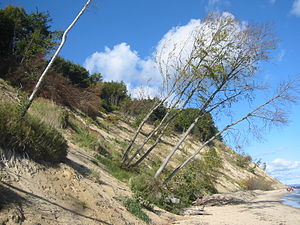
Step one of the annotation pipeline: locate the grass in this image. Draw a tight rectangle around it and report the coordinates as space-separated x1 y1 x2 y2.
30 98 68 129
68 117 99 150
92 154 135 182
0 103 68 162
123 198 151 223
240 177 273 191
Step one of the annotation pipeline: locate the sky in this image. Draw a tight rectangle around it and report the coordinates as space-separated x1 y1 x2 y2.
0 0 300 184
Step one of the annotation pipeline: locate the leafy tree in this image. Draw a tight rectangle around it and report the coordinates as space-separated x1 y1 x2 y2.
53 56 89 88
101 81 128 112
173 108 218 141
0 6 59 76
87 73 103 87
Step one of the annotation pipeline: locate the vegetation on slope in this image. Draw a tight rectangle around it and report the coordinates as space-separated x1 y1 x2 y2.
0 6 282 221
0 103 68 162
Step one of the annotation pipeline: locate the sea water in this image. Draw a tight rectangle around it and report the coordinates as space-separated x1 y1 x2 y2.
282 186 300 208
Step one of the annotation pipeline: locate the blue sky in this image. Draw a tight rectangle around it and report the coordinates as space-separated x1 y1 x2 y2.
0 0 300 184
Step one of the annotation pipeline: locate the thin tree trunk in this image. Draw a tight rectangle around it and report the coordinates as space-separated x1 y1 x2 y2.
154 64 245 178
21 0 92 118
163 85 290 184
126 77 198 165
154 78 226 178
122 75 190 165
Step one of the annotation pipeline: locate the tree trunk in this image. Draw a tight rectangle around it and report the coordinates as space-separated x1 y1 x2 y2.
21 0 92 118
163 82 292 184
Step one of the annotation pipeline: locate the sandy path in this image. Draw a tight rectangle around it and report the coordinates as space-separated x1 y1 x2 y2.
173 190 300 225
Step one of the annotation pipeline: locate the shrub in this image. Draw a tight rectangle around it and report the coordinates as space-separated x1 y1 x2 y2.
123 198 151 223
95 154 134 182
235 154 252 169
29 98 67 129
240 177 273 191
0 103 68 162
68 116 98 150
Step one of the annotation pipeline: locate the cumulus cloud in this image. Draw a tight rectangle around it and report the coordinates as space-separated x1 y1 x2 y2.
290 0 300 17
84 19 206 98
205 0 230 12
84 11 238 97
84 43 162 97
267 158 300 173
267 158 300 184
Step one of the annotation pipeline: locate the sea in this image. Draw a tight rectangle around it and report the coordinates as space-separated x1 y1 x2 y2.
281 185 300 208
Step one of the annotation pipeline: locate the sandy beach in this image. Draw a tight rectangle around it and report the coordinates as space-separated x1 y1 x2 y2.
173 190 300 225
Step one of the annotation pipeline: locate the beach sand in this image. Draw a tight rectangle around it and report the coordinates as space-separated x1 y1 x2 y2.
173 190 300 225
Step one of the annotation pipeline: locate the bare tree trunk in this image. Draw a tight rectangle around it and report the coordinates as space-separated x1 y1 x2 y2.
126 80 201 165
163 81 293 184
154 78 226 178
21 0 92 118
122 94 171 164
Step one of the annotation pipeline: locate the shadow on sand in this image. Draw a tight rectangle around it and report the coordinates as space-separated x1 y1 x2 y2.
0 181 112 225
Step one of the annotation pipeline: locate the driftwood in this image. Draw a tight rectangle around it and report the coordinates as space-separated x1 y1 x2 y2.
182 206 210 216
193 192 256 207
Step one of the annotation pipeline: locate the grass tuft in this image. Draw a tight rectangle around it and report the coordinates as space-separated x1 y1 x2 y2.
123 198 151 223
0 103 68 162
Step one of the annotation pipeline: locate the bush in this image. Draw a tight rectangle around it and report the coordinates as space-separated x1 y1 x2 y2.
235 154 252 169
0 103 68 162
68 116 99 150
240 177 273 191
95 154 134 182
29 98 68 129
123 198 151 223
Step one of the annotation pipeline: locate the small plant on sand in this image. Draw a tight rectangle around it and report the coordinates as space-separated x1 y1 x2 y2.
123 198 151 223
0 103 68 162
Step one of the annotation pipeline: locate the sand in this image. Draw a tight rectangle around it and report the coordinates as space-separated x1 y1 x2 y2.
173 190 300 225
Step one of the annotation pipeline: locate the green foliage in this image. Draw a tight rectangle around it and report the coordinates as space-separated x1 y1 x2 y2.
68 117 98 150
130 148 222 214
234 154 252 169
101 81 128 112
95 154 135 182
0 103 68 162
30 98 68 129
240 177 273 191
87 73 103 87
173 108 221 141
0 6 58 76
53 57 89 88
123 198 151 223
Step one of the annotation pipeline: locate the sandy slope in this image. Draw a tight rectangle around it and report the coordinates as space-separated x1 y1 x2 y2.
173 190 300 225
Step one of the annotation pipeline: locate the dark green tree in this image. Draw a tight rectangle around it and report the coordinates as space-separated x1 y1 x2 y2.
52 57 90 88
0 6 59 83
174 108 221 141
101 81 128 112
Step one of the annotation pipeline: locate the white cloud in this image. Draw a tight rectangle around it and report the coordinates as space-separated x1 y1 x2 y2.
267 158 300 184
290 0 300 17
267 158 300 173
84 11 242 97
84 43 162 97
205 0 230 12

□ □ □ □ □ □ □

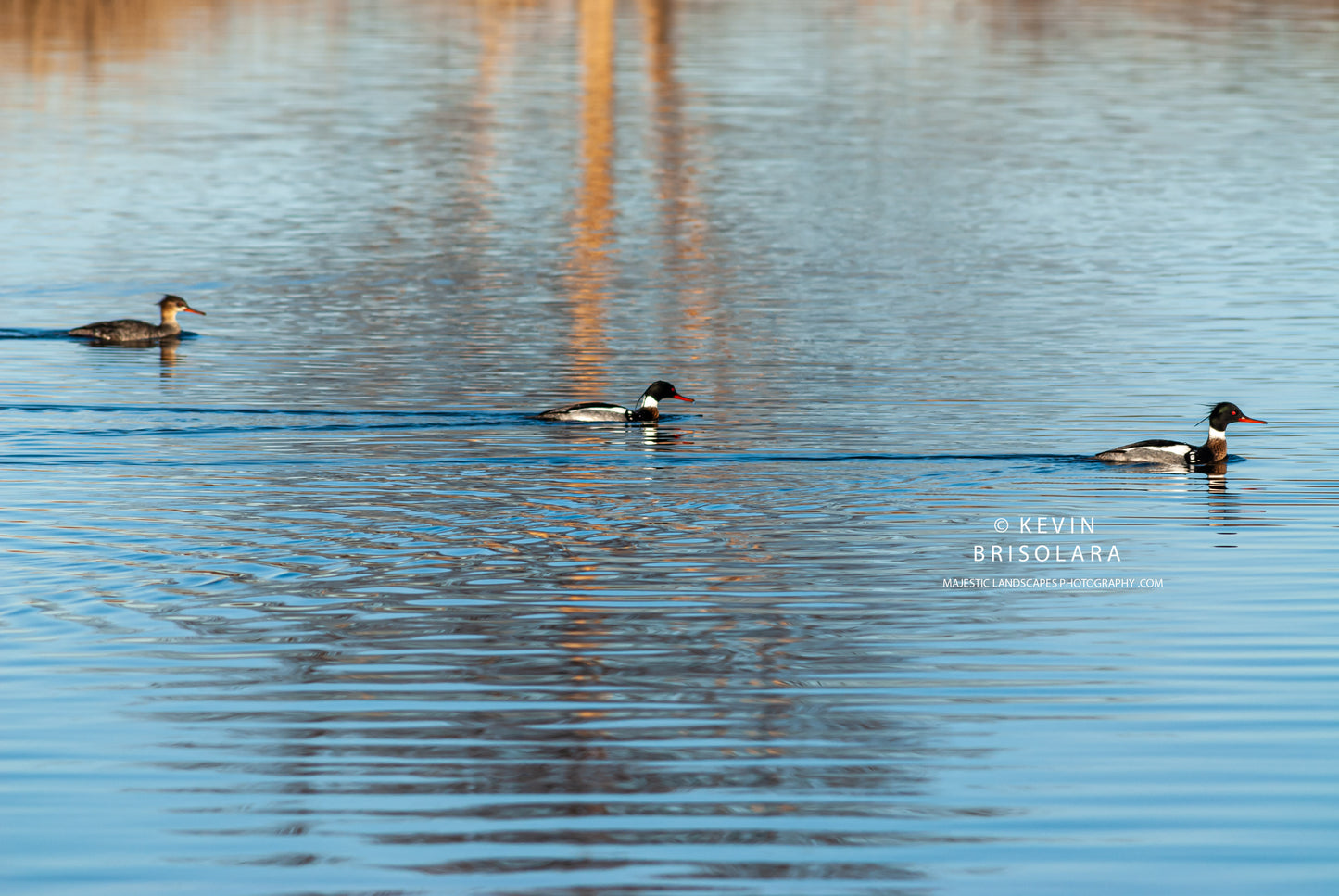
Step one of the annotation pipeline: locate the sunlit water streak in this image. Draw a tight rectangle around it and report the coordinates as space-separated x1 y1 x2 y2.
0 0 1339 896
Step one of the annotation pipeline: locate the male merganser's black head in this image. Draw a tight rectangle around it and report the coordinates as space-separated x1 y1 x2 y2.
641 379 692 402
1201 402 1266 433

□ □ □ □ □ □ □

## Objective
Rewrite the data starting at the line containing "Step one of the annotation pipeline: locate the vegetation" and ending at the line containing "282 186 300 208", putting "bounding box" wherever "rectangle" appears and leaving everything else unchanged.

## Task solution
Step one of the annotation pipeline: locate the vegetation on slope in this image. Draw a tight bounding box around it and report the coordinates as space-separated x1 y1 x2 y2.
0 6 282 221
0 103 68 162
Step one of the annotation pipeline: locate the sea water in this image. Draw a tight bounding box around it and report the coordinates as space-separated x1 y1 x2 y2.
282 186 300 208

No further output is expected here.